Exercise objective:
In the records below, begin at the line containing "Target: nose" and end at the line containing "pin: dark short"; quote every line in that span exactly, including both boundary lines, and no others.

START Data to examine

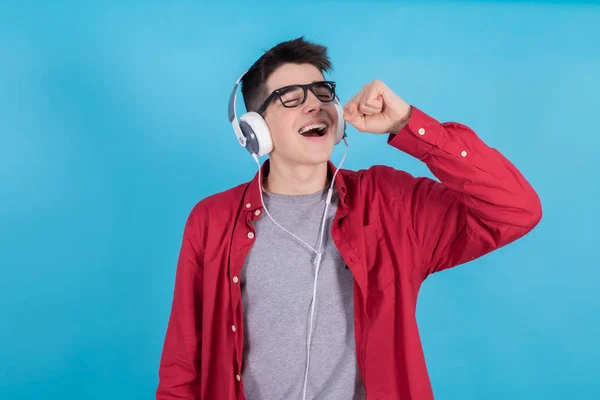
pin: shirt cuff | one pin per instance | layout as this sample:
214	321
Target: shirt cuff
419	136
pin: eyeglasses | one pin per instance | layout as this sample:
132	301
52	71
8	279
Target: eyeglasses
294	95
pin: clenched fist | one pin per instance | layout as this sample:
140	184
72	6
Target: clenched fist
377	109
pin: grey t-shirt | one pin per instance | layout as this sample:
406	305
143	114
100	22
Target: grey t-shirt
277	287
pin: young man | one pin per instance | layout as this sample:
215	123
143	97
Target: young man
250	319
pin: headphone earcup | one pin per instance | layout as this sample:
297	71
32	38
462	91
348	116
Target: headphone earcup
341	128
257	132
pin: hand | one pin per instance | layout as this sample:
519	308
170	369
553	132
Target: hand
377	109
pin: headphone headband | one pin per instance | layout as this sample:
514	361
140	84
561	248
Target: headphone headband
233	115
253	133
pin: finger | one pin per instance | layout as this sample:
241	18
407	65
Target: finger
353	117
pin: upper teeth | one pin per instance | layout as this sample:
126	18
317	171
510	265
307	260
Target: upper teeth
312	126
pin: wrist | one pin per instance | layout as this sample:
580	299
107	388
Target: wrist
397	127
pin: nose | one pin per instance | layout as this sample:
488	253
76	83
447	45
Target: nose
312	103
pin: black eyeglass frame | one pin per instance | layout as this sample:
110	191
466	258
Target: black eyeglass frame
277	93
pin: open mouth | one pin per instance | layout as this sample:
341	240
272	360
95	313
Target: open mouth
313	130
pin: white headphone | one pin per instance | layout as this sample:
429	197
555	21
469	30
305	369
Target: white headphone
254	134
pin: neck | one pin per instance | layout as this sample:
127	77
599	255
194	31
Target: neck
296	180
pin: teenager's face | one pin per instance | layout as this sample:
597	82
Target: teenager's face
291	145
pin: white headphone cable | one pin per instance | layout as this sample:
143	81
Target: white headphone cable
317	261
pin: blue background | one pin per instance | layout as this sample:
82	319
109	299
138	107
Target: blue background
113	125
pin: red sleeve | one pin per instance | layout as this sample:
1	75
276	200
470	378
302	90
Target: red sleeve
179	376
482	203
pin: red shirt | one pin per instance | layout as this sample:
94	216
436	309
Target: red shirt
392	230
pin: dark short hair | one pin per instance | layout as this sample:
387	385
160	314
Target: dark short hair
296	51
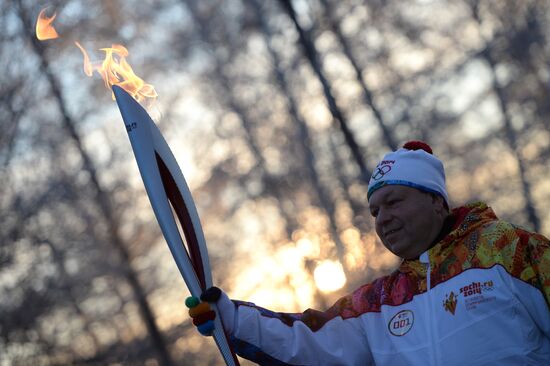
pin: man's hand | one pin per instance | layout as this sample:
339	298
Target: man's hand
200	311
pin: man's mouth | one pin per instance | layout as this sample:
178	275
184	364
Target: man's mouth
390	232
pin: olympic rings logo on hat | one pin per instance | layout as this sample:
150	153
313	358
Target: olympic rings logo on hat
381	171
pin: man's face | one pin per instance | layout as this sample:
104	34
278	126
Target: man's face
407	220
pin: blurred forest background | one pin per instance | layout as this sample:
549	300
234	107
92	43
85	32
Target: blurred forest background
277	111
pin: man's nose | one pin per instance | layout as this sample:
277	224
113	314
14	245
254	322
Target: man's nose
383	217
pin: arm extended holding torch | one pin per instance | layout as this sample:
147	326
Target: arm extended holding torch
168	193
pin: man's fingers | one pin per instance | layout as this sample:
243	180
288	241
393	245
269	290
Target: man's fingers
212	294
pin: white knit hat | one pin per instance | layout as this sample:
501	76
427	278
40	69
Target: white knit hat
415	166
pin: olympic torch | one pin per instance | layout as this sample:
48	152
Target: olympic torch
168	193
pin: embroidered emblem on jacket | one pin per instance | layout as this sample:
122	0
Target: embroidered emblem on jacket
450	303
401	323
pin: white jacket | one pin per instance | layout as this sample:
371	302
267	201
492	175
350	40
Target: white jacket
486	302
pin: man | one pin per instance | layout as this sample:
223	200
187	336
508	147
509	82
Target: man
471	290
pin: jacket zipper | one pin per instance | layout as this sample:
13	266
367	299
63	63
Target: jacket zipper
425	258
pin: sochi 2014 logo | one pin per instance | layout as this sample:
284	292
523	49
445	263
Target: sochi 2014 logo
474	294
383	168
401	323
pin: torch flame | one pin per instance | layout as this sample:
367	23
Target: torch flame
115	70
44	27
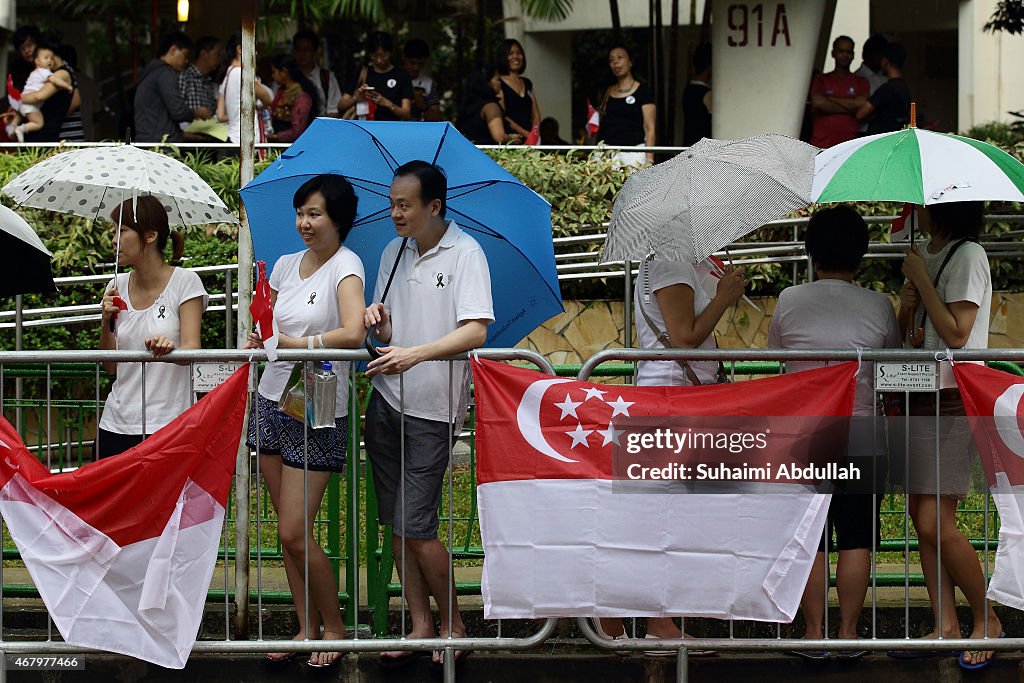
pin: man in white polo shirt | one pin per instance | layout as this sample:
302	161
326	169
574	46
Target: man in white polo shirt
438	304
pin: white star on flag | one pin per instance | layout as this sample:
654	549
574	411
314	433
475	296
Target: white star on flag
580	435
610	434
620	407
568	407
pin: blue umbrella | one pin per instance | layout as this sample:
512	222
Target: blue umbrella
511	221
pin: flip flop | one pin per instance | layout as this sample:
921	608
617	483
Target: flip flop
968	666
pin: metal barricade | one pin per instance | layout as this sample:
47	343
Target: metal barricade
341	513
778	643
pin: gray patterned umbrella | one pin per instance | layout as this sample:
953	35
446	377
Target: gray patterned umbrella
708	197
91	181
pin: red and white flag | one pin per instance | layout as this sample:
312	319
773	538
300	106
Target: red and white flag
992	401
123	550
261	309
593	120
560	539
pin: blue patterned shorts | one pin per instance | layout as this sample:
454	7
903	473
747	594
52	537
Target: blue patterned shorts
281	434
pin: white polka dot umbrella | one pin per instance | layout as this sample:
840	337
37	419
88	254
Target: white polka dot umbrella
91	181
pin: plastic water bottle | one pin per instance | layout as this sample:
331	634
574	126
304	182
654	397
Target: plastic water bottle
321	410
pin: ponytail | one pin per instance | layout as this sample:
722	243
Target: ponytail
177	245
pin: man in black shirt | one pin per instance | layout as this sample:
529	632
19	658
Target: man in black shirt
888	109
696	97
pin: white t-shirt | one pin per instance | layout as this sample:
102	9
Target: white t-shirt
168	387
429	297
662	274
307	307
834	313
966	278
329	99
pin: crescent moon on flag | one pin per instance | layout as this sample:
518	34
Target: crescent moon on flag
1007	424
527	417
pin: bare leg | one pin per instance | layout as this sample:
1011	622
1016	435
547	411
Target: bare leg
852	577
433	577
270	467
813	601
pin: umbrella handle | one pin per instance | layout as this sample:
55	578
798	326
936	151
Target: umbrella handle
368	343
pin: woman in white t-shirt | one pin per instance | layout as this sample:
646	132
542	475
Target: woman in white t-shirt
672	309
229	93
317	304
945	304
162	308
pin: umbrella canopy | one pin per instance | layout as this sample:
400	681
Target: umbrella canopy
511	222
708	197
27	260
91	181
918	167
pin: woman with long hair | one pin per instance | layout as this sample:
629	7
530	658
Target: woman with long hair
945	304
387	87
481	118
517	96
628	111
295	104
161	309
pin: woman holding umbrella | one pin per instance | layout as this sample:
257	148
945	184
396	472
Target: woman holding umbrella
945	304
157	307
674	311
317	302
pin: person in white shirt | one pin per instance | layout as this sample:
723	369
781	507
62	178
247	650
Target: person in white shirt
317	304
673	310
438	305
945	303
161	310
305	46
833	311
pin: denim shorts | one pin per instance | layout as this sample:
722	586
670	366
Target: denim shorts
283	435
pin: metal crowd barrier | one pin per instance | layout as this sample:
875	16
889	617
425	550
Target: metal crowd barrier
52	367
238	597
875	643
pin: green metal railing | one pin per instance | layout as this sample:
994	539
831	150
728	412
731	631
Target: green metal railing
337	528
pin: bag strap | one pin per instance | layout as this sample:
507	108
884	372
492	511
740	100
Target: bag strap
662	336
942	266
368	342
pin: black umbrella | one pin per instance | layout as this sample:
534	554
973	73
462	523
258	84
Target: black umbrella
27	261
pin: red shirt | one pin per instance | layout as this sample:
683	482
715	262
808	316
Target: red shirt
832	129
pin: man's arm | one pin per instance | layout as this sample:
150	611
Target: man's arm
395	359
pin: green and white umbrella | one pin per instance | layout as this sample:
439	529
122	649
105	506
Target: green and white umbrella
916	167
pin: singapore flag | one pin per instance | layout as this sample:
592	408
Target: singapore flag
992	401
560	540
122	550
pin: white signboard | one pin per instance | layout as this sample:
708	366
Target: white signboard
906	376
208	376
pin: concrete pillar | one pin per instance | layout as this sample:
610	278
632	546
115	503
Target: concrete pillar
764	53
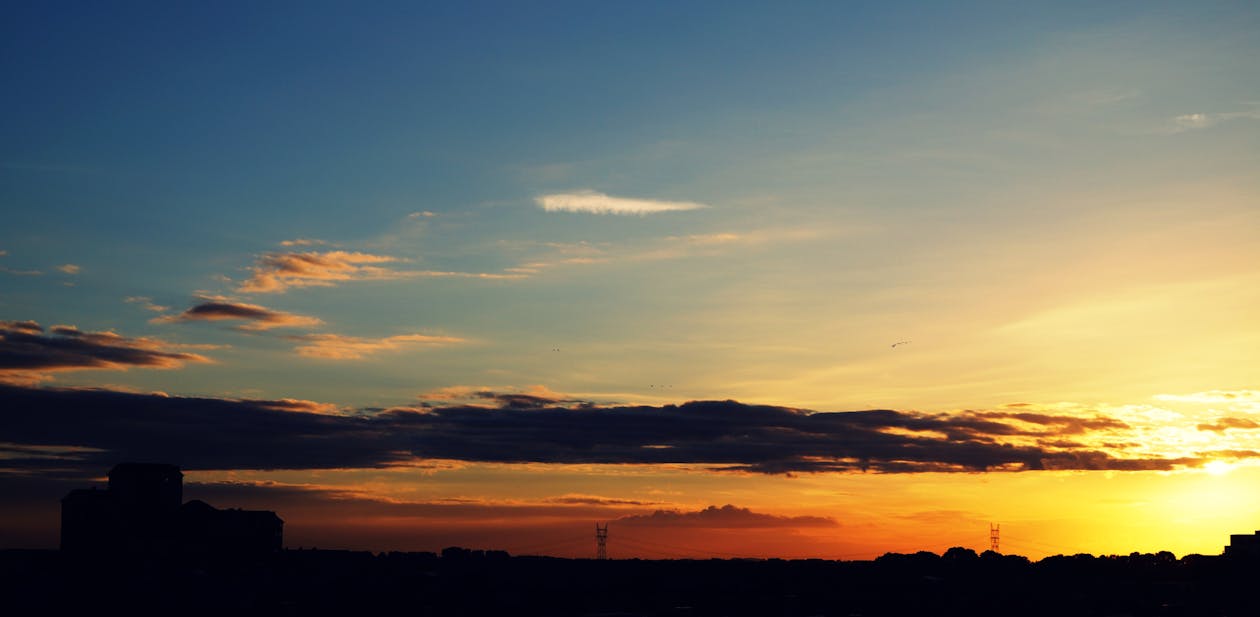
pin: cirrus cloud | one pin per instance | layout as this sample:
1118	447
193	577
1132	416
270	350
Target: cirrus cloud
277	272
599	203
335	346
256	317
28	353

END Data to examine
START Data to examine

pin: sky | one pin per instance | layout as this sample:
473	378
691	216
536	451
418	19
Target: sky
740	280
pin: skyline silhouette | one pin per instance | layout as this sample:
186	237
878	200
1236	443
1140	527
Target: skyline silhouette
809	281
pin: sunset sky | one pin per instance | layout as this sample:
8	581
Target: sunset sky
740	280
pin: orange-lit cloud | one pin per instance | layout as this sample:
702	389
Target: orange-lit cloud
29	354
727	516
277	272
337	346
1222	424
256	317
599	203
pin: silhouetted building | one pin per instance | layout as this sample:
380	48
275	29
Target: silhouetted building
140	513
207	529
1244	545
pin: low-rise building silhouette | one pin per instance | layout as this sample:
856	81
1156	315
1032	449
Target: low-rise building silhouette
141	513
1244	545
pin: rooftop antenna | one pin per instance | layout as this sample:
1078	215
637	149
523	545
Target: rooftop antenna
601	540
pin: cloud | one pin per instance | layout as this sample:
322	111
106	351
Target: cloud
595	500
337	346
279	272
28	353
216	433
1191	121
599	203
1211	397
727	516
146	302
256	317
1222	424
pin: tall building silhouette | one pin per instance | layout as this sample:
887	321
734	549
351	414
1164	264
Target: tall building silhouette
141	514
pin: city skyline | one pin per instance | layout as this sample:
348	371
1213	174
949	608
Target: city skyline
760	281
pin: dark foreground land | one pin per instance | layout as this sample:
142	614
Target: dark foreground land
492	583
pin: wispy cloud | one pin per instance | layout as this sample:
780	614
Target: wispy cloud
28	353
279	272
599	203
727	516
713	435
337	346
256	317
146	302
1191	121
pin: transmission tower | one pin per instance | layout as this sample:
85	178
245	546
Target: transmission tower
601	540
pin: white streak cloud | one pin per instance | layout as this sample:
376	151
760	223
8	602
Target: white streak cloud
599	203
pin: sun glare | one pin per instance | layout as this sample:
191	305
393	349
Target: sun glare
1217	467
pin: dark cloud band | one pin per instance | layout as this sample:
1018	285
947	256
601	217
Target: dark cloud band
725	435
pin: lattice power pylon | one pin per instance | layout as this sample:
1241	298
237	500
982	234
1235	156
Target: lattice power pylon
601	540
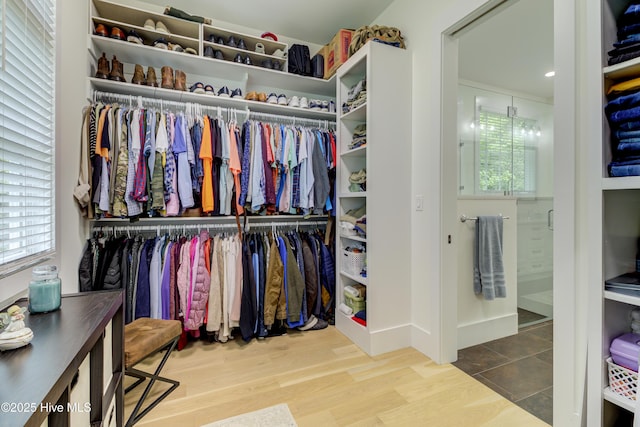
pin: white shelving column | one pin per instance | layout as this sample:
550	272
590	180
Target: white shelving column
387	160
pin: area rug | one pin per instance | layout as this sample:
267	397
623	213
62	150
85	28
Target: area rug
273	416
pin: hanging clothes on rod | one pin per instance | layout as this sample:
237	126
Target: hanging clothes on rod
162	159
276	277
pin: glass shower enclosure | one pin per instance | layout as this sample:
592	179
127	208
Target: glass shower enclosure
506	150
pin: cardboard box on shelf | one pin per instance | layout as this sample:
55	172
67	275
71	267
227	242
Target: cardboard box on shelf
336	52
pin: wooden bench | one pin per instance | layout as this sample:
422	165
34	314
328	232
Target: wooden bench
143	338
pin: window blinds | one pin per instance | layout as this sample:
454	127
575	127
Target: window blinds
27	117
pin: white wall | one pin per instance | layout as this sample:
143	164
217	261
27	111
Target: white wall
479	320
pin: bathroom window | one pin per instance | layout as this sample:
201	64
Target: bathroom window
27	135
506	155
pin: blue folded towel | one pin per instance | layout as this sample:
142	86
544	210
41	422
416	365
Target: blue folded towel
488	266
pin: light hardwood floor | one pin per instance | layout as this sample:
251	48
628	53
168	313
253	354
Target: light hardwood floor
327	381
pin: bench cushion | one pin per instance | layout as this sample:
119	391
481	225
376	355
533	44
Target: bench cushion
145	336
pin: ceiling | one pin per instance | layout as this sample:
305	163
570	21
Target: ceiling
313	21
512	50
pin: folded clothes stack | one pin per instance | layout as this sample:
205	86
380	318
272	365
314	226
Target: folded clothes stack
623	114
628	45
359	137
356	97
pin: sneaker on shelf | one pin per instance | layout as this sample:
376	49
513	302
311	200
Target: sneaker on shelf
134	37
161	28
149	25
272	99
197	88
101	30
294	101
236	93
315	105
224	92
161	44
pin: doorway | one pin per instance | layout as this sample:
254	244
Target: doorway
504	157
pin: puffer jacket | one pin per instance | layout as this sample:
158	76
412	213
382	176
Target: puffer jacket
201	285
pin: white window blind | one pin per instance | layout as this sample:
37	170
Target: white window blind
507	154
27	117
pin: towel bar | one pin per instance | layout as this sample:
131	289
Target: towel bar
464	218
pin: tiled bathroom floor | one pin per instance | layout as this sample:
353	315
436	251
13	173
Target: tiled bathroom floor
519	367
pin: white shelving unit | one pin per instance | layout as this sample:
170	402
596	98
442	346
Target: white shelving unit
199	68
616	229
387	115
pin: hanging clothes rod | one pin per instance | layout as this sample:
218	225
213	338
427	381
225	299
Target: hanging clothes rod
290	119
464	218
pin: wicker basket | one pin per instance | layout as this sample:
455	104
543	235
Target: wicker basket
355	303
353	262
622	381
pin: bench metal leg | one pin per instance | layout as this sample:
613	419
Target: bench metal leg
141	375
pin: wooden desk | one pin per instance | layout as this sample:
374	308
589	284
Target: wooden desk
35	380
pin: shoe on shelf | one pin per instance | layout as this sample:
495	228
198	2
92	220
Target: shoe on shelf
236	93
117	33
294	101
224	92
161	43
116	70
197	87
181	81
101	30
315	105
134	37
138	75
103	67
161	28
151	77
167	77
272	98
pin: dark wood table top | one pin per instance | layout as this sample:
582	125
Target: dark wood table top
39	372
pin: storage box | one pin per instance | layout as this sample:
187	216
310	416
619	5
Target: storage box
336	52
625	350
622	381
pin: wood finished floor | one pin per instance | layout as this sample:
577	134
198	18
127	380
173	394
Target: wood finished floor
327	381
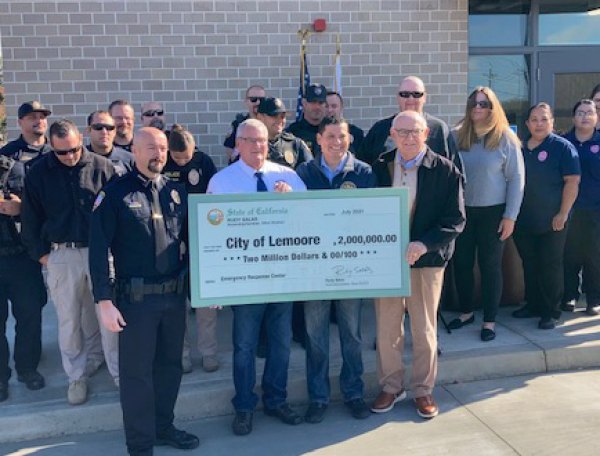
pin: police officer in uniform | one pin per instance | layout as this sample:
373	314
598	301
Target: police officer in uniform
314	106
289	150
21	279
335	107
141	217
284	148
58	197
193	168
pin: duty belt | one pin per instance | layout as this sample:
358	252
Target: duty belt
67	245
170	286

END Data to examine

Expected answer:
Target: nose
312	103
pin: black eyeglass frame | one pin per instance | layout as this sample:
110	191
466	258
Target: black eyeglass frame
277	93
pin: open mouth | one pin per instance | layout as this sample:
341	240
272	360
95	313
Target: open mouth
313	130
pin: white headphone | one pin per instance | layout as this sample:
429	197
555	21
469	30
305	369
Target: white headphone
254	134
pin: neck | one pin per instance | layout as this sample:
127	77
599	255
194	31
Target: neck
296	180
pin: teenager's face | one pin per instance | layout as this sample:
597	82
Target: teenager's face
291	145
pin: white headphone cable | one pin per instance | layout as this sample:
143	81
Target: white headphone cable
317	261
pin: blue background | one pin per instance | layout as this sample:
82	319
109	299
138	107
Target: blue background
113	125
pin: red sleeve | one pin per instance | layout as this sample:
1	75
276	200
470	378
302	90
Target: red sleeve
179	376
482	203
pin: red shirt | one pin per instance | layout as this sample:
94	216
436	309
Target: red shirt
392	230
pin: dark short hair | one pin per instance | layout as this sample:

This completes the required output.